**EXERCISE OBJECTIVE:**
Quote the records that follow in full and exactly; leave out the pictures.

**PROVIDED RECORDS:**
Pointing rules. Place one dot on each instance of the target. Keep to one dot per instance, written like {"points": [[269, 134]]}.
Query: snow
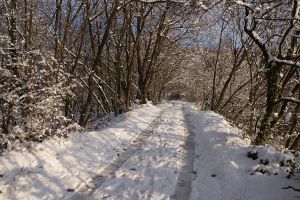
{"points": [[223, 169], [168, 151]]}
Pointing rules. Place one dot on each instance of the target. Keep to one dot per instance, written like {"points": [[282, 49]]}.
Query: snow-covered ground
{"points": [[169, 151]]}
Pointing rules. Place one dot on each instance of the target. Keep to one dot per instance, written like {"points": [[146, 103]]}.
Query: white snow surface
{"points": [[142, 154]]}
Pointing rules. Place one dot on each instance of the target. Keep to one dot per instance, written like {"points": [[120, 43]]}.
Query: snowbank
{"points": [[225, 172]]}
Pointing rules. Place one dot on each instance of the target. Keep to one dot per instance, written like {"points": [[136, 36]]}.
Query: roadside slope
{"points": [[223, 170], [58, 167]]}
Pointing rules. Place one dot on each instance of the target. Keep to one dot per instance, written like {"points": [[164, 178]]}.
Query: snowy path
{"points": [[170, 152], [156, 167]]}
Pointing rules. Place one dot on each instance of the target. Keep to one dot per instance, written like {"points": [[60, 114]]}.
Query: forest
{"points": [[66, 63]]}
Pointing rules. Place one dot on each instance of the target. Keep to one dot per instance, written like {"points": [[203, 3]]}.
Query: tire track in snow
{"points": [[184, 180], [86, 191]]}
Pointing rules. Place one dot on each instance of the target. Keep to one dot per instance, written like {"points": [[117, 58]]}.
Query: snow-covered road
{"points": [[169, 151]]}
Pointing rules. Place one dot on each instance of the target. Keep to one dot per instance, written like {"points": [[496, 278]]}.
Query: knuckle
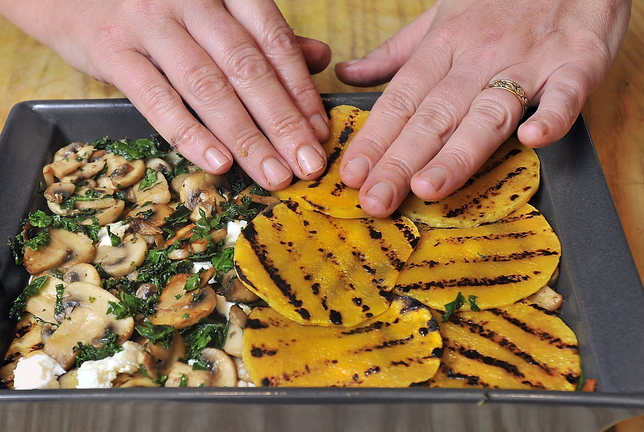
{"points": [[278, 37], [437, 119], [492, 113], [398, 102], [288, 126], [246, 65], [204, 82]]}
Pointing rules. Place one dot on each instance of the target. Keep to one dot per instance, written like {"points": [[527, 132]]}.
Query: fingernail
{"points": [[216, 159], [382, 192], [436, 176], [357, 168], [348, 63], [320, 126], [309, 160], [275, 172]]}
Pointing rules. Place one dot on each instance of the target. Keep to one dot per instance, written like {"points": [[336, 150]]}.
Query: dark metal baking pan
{"points": [[604, 305]]}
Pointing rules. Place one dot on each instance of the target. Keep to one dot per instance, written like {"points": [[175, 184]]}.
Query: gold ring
{"points": [[513, 88]]}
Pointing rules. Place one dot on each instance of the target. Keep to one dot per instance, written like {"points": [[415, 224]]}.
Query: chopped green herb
{"points": [[157, 334], [453, 306], [200, 336], [89, 352], [149, 179]]}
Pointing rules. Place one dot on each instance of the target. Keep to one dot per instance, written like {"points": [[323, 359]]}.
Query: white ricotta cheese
{"points": [[101, 373], [117, 228], [38, 371], [234, 228]]}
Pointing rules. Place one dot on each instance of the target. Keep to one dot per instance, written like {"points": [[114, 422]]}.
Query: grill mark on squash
{"points": [[542, 335], [484, 332], [486, 170], [517, 256], [250, 233], [465, 282]]}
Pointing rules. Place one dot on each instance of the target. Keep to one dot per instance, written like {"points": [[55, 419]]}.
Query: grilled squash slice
{"points": [[516, 347], [328, 194], [505, 183], [316, 269], [498, 264], [398, 348]]}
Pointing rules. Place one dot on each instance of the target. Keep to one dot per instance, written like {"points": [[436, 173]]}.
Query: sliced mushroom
{"points": [[158, 192], [224, 370], [82, 272], [234, 289], [107, 215], [92, 166], [122, 259], [182, 374], [162, 359], [160, 165], [203, 191], [65, 249], [153, 214], [43, 304], [180, 308], [191, 248], [87, 322], [123, 173], [94, 198]]}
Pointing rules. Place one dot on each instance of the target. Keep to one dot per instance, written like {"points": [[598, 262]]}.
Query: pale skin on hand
{"points": [[435, 125], [246, 78]]}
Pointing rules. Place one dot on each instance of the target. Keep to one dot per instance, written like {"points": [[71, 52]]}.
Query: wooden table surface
{"points": [[615, 113]]}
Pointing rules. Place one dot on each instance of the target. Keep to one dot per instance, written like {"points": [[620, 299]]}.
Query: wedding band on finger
{"points": [[513, 88]]}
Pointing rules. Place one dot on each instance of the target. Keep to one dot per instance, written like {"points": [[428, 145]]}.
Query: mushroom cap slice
{"points": [[202, 190], [65, 249], [123, 173], [43, 304], [157, 192], [122, 259], [87, 323], [180, 308], [224, 369], [82, 272], [498, 264]]}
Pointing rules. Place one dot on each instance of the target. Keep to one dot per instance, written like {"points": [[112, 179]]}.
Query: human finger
{"points": [[562, 100], [491, 119], [423, 136], [206, 89], [316, 53], [279, 46], [156, 99]]}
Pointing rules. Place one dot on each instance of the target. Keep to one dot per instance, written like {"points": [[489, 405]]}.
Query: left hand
{"points": [[434, 126]]}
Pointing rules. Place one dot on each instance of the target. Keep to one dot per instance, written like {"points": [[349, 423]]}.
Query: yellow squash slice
{"points": [[495, 265], [328, 194], [396, 349], [316, 269], [516, 347], [506, 182]]}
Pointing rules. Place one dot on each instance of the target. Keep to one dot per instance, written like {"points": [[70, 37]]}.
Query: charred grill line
{"points": [[543, 335]]}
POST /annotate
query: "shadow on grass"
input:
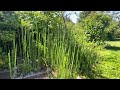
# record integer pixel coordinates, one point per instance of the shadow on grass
(112, 48)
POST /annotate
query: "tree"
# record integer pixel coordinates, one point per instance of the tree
(95, 25)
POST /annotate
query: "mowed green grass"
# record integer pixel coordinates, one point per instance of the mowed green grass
(109, 66)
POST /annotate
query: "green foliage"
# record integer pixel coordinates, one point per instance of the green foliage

**CORRECT RESPONSE:**
Pointing rules. Place one dot on each instance of the target. Keep to one dot per instance, written like {"points": [[269, 134]]}.
Query: snow
{"points": [[223, 169], [168, 151]]}
Pointing rules. Place one dot on each instance of the target. Keep to one dot per instance, written like {"points": [[282, 49]]}.
Query: snow-covered ground
{"points": [[169, 151]]}
Pointing rules. Place one dot on each instance of the target. Keep to one dot per instance, written like {"points": [[146, 103]]}.
Query: white snow surface
{"points": [[142, 154]]}
Pointing rules. Place one dot on each instance of the target. Keep to one dot per instance, written like {"points": [[120, 43]]}.
Query: snowbank
{"points": [[225, 172]]}
Pointing rules. Place one dot on each instance of the target. Keep to one dot per instance, written like {"points": [[136, 36]]}.
Query: roadside slope
{"points": [[223, 170], [58, 167]]}
Pointing rules. Place one dot on each instance of the target. Keep to one dot per instance, written like {"points": [[164, 178]]}.
Query: snowy path
{"points": [[170, 152], [156, 167]]}
Pointing rules. Place one dot on each instance of the target. Keep to one dot per instance, written like {"points": [[60, 114]]}.
Query: forest
{"points": [[66, 63]]}
Pointing rules. Place one dot on each instance of the target. Keep to one dot per instance, written like {"points": [[203, 3]]}.
Query: tire track in snow
{"points": [[184, 180], [86, 191]]}
Pointing rules. Place one dot on each instance of the target. Keep to one dot per instance, written like {"points": [[117, 58]]}.
Query: snow-covered road
{"points": [[169, 151]]}
Pointing rules. Place one dot on each instance of the target. Keep to one dot per instance, written like {"points": [[496, 278]]}.
Query: knuckle
{"points": [[278, 37], [437, 119], [492, 113], [398, 102], [288, 126], [246, 65], [204, 82]]}
Pointing rules. Place one dot on each instance of the target. Keep to one dot per instance, written like {"points": [[527, 132]]}.
Query: fingernail
{"points": [[216, 159], [382, 192], [436, 176], [357, 168], [348, 63], [320, 126], [309, 160], [275, 172]]}
Pointing rules. Place one dot on each instance of the target. Keep to one dot per instance, written like {"points": [[336, 150]]}.
Query: dark metal baking pan
{"points": [[604, 305]]}
Pointing rules. Place one dot on each instance of the target. Keep to one dot per instance, written like {"points": [[175, 184]]}.
Query: gold ring
{"points": [[513, 88]]}
Pointing rules. Place one dot on each instance of the target. Keep to one dot per instance, written like {"points": [[415, 224]]}.
Query: chopped green herb
{"points": [[157, 334], [453, 306], [200, 336], [89, 352], [149, 179]]}
Pointing rules. Place one dot on each instance of the target. Keep to one dot per instance, written like {"points": [[323, 359]]}.
Query: white ricotta cheese
{"points": [[101, 373], [117, 228], [38, 371], [234, 228]]}
Pointing rules. Place one dot on each instance of the target. Keep to one dot per instance, written like {"points": [[114, 422]]}.
Query: grill mark on squash
{"points": [[542, 335], [484, 332], [486, 170], [517, 256], [250, 233], [465, 282]]}
Pointing rules. Place one dot on each instance of the target. Keep to one dot per instance, written like {"points": [[55, 419]]}.
Query: grilled squash slice
{"points": [[516, 347], [328, 194], [505, 183], [316, 269], [498, 264], [398, 348]]}
Pointing rules. Place one dot on each instance of the target. Keep to one dot per instance, written like {"points": [[436, 173]]}.
Query: sliced mushroom
{"points": [[158, 192], [224, 370], [82, 272], [234, 289], [107, 215], [92, 166], [122, 259], [182, 374], [162, 359], [160, 165], [203, 191], [65, 249], [153, 214], [43, 304], [180, 308], [191, 248], [87, 322], [123, 173], [94, 198]]}
Pointing rules. Place one dot on each instance of the target. Keep to one dot per instance, written like {"points": [[598, 262]]}.
Query: pale skin on hand
{"points": [[435, 125], [246, 78]]}
Pointing rules. Place one dot on each instance of the target. Keep to one dot per instance, written like {"points": [[71, 52]]}.
Query: wooden table surface
{"points": [[615, 113]]}
Pointing rules. Place one dot on each instance of the target. Keep to one dot per instance, written like {"points": [[620, 299]]}.
Query: wedding band on finger
{"points": [[513, 88]]}
Pointing rules. Place one dot on each instance of the target. Keep to one dot per instance, written like {"points": [[428, 145]]}.
Query: mushroom cap slice
{"points": [[202, 190], [65, 249], [123, 173], [43, 304], [157, 192], [122, 259], [87, 323], [180, 308], [224, 369], [82, 272], [498, 264]]}
Pointing rules. Place one dot on each instance of the target. Keep to one dot per instance, written like {"points": [[112, 179]]}.
Query: human finger
{"points": [[562, 100], [491, 119], [423, 136], [206, 89], [316, 53], [279, 46], [156, 99]]}
Pointing rules. Place one dot on each instance of the target. Keep to one dot per instance, written like {"points": [[489, 405]]}.
Query: left hand
{"points": [[434, 126]]}
Pointing rules. Place one dot on each instance of the target. Keep to one dot per instance, written like {"points": [[349, 423]]}.
Query: yellow squash slice
{"points": [[495, 265], [328, 194], [396, 349], [316, 269], [516, 347], [506, 182]]}
Pointing rules. Place one dot on each instance of the target. Keep to one dot per instance, written like {"points": [[70, 37]]}.
Query: charred grill line
{"points": [[543, 335]]}
POST /annotate
query: "shadow on grass"
input:
# record integer pixel coordinates, one point per instance of the shadow on grass
(112, 48)
POST /annotate
query: "tree"
# record integer pixel coordinates, one point per instance of the tree
(95, 25)
POST /annotate
query: "mowed green grass"
# record integer pixel coordinates, one point per instance of the mowed green grass
(109, 66)
POST /annotate
query: "green foliage"
# record integer pixel coordinates, one point per instance of the green foliage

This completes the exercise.